Exercise objective »
Extend the forum post about an unbalanced repeated-measures ANOVA, picking up right after its final sentence.

Source extract »

━━━━━━━━

I have read the github examples and I couldn't find a similarly unbalanced design.
Thanks in advance for your ideas,
Max
p.s.:
1. The reference system is not relevant for my hypothesis testing, I've therefore filtered it out using IF(`Vehicle`!='0')
2. To capture main effects, I have also performed Paired Samples t-tests on the lumped data, e.g. comparing the averaged responses from V1 and V2 with V3 to capture the effect of MC. I am however unsure whether this is a good approach, plus I can't investigate interaction effects this way.
I have some questions regarding my approach to hypothesis testing for an unbalanced repeated-measures design.
I've performed an analysis of variances (ANOVA) on a repeated-measures (RM) experiment with an unbalanced design, looking like this:
Participants of different User Levels perform a subjective rating of seven characteristics for a reference system and three variants. These three variants are distinguished by two IVs (RF and MC), i.e. the test matrix looks like this:
Reference: Very different methodically, not related to the IVs at all
V1: [RF on, MC off]
V2: [RF off, MC off]
V3: [RF on, MC on]
All participants rated all seven characteristics (DVs) for all three variants. Hence, the imbalance is due to the missing test matrix cells, i.e. the N evaluations for the condition [RF off, MC on], which could not be tested.

━━━━━━━━

Source material »

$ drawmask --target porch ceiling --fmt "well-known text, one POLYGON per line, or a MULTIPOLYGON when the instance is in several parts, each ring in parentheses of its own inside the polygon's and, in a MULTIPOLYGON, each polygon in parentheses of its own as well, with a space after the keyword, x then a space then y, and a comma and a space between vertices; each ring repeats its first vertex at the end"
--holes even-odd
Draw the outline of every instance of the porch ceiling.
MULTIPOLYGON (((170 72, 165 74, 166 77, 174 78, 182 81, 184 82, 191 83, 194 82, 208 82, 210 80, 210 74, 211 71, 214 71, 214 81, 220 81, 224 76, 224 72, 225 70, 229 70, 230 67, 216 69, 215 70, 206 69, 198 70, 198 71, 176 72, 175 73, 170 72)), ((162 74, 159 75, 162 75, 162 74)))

━━━━━━━━

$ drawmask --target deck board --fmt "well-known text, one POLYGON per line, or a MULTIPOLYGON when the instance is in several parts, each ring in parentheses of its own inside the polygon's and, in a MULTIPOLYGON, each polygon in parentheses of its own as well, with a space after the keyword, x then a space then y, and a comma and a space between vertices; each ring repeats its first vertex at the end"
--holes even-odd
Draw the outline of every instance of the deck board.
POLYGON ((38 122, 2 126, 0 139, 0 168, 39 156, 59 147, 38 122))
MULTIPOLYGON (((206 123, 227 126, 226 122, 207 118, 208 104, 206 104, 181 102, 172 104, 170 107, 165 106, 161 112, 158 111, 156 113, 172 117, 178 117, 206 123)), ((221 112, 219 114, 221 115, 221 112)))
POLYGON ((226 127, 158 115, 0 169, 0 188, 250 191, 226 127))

━━━━━━━━

Written answer »
The goal of my analysis is the investigation of the main effects of the IVs on user ratings and their (IVs) interaction with the User Level.
Analysis via jamovi's RM ANOVA works fine, as do post-hoc analyses and interactions, if I am using the variant (0,1,2, or 3) as a Repeated Measures Factor, and User Level as a Between Subjects Factor. However, now that I would like to investigate the main effects, I've been having the following problem: RM ANOVA can to my knowledge not handle empty repeated measures cells, so defining my IVs as RM Factors is not an option.
According to my research, Linear Mixed Models (LMMs) should be able to handle such inbalanced designs better. I've therefore plugged the same data into gamlj's Mixed Model in the following way:
Linear mixed model fit by REML
6 ~ 1 + MC + RF + UserLevel + MC:RF+( 1 | UserID )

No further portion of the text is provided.